▸ **Given records**

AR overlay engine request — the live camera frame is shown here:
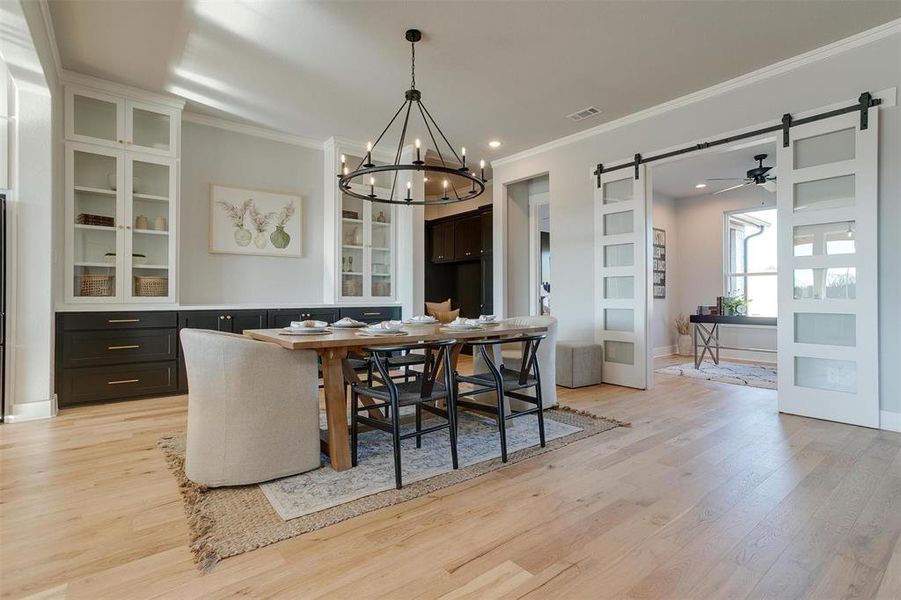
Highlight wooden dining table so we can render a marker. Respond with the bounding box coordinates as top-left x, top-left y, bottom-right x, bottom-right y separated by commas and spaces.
244, 321, 547, 471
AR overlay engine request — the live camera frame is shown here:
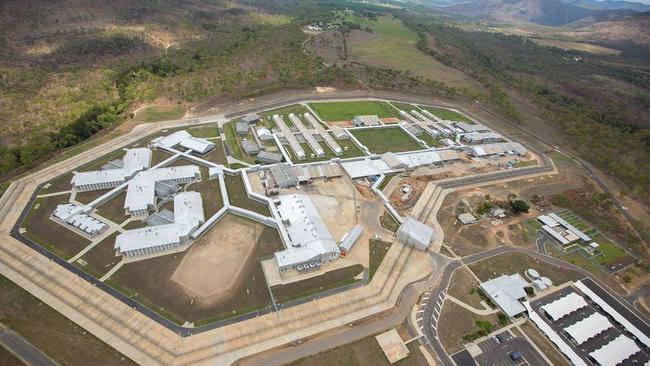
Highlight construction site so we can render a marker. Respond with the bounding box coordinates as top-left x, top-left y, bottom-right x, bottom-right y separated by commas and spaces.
3, 98, 576, 364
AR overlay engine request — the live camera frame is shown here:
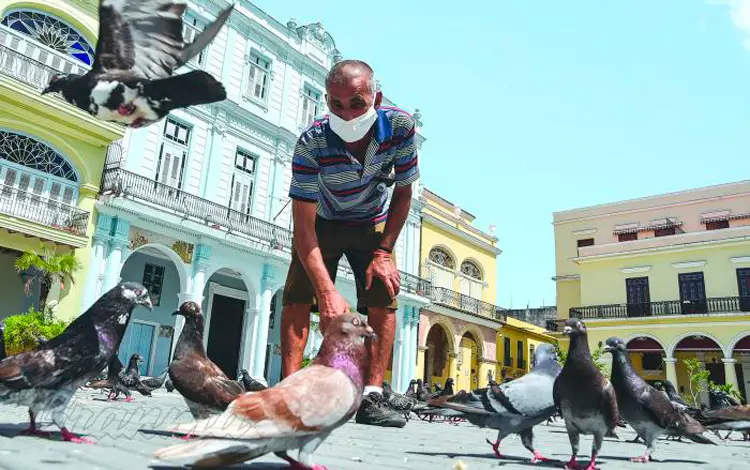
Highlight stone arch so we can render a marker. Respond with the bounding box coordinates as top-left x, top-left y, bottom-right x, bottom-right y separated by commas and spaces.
665, 331, 731, 357
0, 121, 95, 185
120, 243, 189, 292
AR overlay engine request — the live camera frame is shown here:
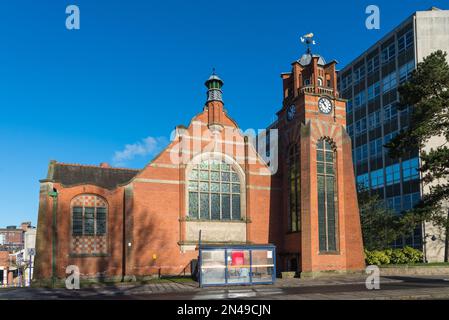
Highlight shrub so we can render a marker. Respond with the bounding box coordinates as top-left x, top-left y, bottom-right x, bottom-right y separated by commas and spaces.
390, 249, 407, 264
365, 250, 390, 266
365, 247, 423, 266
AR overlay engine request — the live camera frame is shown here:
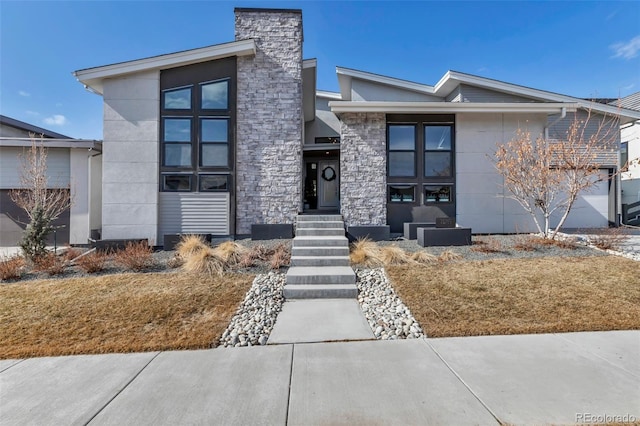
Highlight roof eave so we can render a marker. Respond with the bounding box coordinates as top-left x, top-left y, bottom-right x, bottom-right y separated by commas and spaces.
329, 101, 580, 114
73, 39, 256, 94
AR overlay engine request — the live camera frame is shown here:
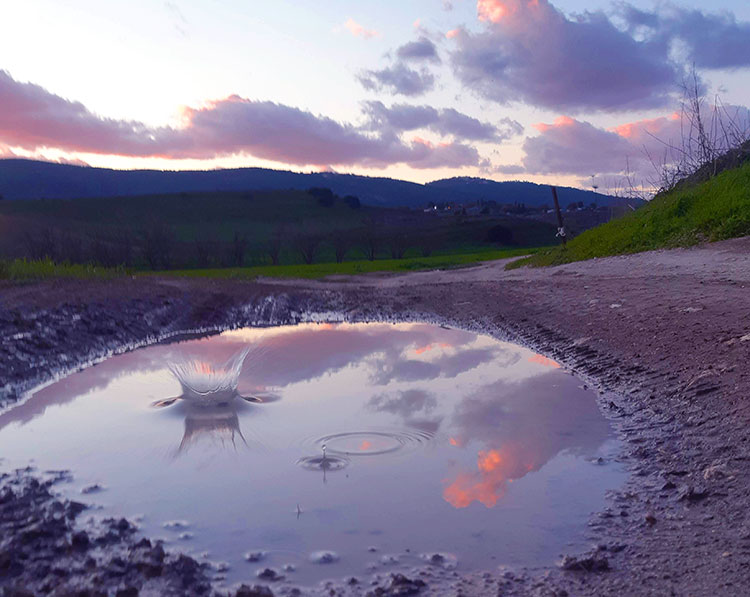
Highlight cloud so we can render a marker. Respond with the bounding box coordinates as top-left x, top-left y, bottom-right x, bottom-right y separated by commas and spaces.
0, 71, 484, 168
364, 101, 523, 142
450, 0, 680, 112
358, 62, 435, 96
344, 18, 380, 39
523, 105, 750, 179
396, 36, 441, 64
523, 116, 634, 175
619, 3, 750, 69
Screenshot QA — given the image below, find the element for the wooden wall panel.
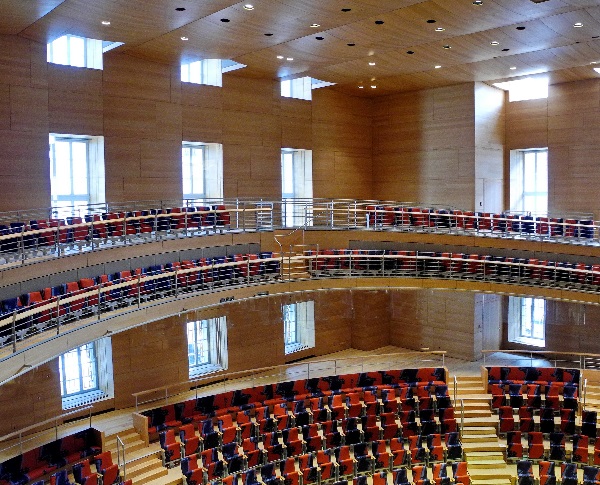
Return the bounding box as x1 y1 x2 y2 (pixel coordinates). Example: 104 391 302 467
373 83 475 209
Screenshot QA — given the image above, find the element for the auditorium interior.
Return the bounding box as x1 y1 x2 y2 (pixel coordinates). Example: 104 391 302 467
0 0 600 485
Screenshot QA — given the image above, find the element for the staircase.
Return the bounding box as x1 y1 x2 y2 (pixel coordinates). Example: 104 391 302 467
454 375 514 485
104 428 169 485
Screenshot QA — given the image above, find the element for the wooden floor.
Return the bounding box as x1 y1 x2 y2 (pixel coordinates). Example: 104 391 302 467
0 346 548 462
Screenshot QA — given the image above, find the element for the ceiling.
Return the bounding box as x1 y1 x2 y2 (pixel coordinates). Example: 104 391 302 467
0 0 600 96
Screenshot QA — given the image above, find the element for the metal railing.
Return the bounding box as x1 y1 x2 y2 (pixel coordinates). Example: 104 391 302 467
132 350 447 412
0 198 600 264
0 249 600 353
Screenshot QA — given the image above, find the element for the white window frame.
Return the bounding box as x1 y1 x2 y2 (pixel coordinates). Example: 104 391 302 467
181 141 223 200
508 296 546 347
281 148 313 227
510 148 548 216
58 337 114 409
46 34 103 69
49 133 105 217
281 300 315 355
186 317 228 379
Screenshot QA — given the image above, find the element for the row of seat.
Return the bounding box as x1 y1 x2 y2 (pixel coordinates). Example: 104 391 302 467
0 428 101 485
0 252 279 347
365 205 595 239
0 205 231 256
305 249 600 291
506 431 600 465
142 367 447 436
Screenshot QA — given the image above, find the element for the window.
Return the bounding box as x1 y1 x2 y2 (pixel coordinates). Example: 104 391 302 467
281 77 335 101
181 59 246 87
510 148 548 215
47 34 123 69
281 148 312 227
58 338 114 409
50 134 104 217
508 296 546 347
181 142 223 199
282 301 315 355
494 77 548 102
187 317 227 378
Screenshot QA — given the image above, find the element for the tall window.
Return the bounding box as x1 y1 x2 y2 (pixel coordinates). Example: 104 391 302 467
47 34 123 69
58 338 114 409
510 148 548 215
181 142 223 199
281 148 313 227
181 59 246 87
508 296 546 347
282 301 315 355
187 317 227 378
50 134 104 217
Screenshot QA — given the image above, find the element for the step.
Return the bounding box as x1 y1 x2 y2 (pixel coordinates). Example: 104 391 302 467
463 441 506 455
460 433 498 443
127 465 168 485
126 456 164 478
463 426 496 436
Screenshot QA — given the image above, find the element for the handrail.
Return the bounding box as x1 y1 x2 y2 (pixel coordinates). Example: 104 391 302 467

▸ **Work instructions**
Could you reproduce the material above with every "render a marker" swapped for "place an anchor", leaving everything else unchanged and omitting the pictures?

▸ **The result**
AR overlay engine request — the live camera frame is shown here:
Highlight wooden dining table so we can place an anchor. Respond with the bounding box coordinates as top-left x, top-left y, bottom-right x, bottom-right y separated by commas and spaces.
244, 321, 547, 471
AR overlay engine request — the live camera frame is shown here:
Highlight construction site so we can place an anchor. Respond with the bounding box coordinates as top-left x, top-left y, bottom-right x, bottom-right y separated by commas and spaces.
3, 98, 576, 364
AR overlay engine request — the live camera frame is shown here:
Highlight stone arch so we can place an anchor. Respond with the bounding box coordinates as top-left x, top-left y, bottom-right x, bottom-right y separated by commas and spaces.
665, 331, 731, 357
0, 121, 95, 185
120, 243, 189, 292
AR overlay engine request — the live camera frame is shown here:
Highlight shrub so we can place an anchor. Respond with the bounding box coordinates as top-left x, top-left y, bottom-right x, bottom-right y separated by commas and spaces.
390, 249, 407, 264
365, 250, 390, 266
365, 247, 423, 266
AR overlay engine request — the live camera frame is shown here:
Highlight roof eave so we can place an anchor. Respond with the bounding box coordinates as top-left x, top-left y, bottom-right x, bottom-right y separated by commas and spaces.
329, 101, 580, 114
73, 39, 256, 94
AR overlay engine request — the live camera frame is shown here:
Highlight cloud so we can place an anchor. Respond with the bounding box coordinates as top-left x, top-left y, bottom-right x, bottom-right y separated by commas and spaces.
0, 71, 484, 168
364, 101, 523, 142
450, 0, 680, 112
358, 62, 435, 96
344, 18, 380, 39
523, 105, 750, 179
396, 36, 441, 64
523, 116, 634, 175
619, 3, 750, 69
Screenshot QA — given the image below, find the element for the wooden wall panel.
Return the bounding box as x1 y1 x2 y2 (pixel coordinates). Example: 104 391 302 467
373 83 475 209
Screenshot QA — given the image above, find the element for the auditorium interior.
Return the bounding box as x1 y1 x2 y2 (pixel coordinates). Example: 104 391 302 467
0 0 600 485
Screenshot QA — given the image above, find the element for the staircase.
Return the bounding box as x1 y1 x2 y2 (pixel coordinates). Example: 104 391 302 467
454 375 514 485
104 428 169 485
Screenshot QA — given the image above, find the element for the wooden floor.
Return the bounding box as x1 y1 x2 y2 (pixel coordinates). Example: 104 391 302 467
0 346 548 462
Screenshot QA — given the image above, find the element for the ceiling.
Return the bounding box as x1 y1 x2 y2 (pixel coordinates). Example: 104 391 302 467
0 0 600 96
Screenshot QA — given the image above, find the element for the metal railing.
Return the bounding box as x1 y1 x2 y2 (pixel coordinates). Example: 104 391 302 467
132 350 447 412
0 198 600 264
0 249 600 353
Screenshot QA — given the image above, find the element for the white window frame.
Return the bounding box as x1 y1 x2 y2 (pixel coordinates). Example: 104 391 302 467
181 141 223 200
508 296 546 347
281 148 313 227
510 148 548 216
58 337 114 409
46 34 103 69
49 133 105 217
281 300 315 355
186 317 228 379
Screenshot QA — given the image above, find the element for the row of seat.
Return the bounding box as x1 y1 x2 y2 (pixel coordinates). Example: 104 391 302 467
0 428 101 485
0 252 279 347
365 205 595 239
0 205 231 256
305 249 600 291
506 431 600 465
142 367 447 436
Screenshot QA — given the image above, find the element for the window.
Return the bounding box as x1 y1 x2 y2 (pixel coordinates). Example: 104 391 302 467
281 77 335 101
181 59 246 87
510 148 548 215
47 34 123 69
281 148 312 227
58 338 114 409
50 134 104 217
508 296 546 347
181 142 223 199
282 301 315 355
494 77 548 102
187 317 227 378
Screenshot QA — given the image above, find the element for the tall window.
Return the bounding box as x1 y1 x2 y2 (pixel coordinates). Example: 104 391 302 467
47 34 123 69
58 338 114 409
510 148 548 215
181 142 223 199
281 148 313 227
181 59 246 87
508 296 546 347
282 301 315 355
187 317 227 378
50 134 104 217
Screenshot QA — given the image above, find the element for the step.
Return the bounding box as x1 y1 x2 y2 (pixel coordinates). Example: 104 391 302 467
463 441 506 455
460 433 498 443
127 465 168 485
126 456 164 478
463 426 496 436
Screenshot QA — given the image above, find the element for the handrail.
Return the bounding box as x1 y1 x2 y2 (pixel coordinates). Example: 104 391 302 467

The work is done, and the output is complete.